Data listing
* begin *

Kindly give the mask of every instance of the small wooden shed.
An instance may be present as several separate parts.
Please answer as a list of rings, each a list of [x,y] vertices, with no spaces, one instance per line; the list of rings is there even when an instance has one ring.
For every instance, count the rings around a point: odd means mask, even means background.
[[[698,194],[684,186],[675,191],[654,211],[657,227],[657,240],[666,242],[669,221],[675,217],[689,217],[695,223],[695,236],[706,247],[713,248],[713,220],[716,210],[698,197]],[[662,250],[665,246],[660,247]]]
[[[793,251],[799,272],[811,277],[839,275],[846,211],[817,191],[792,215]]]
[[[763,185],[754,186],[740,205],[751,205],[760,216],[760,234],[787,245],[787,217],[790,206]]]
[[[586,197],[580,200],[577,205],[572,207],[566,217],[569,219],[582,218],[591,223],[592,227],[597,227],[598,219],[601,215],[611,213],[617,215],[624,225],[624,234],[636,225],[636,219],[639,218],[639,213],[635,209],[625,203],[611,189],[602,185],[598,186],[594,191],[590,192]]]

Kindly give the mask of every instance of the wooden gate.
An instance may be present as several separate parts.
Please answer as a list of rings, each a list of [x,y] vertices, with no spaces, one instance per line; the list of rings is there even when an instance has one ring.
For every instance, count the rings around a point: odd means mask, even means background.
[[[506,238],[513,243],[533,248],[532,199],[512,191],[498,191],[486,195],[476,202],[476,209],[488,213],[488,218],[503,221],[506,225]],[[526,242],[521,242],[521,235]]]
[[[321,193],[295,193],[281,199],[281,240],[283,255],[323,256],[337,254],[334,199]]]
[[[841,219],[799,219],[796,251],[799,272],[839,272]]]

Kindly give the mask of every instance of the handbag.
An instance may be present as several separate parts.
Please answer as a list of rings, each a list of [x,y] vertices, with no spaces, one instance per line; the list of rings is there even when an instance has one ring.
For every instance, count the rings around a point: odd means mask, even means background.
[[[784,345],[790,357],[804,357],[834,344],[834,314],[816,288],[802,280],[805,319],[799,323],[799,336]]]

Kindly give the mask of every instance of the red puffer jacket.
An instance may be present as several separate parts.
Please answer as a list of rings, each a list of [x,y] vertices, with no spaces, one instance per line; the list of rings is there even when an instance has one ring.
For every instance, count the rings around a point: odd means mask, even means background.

* end *

→ DIRECTIVE:
Return each line of the data above that contains the word "wooden".

→ WRITTEN ANSWER:
Kindly give the mask of every instance of the small wooden shed.
Kindly give the mask of every instance of the wooden gate.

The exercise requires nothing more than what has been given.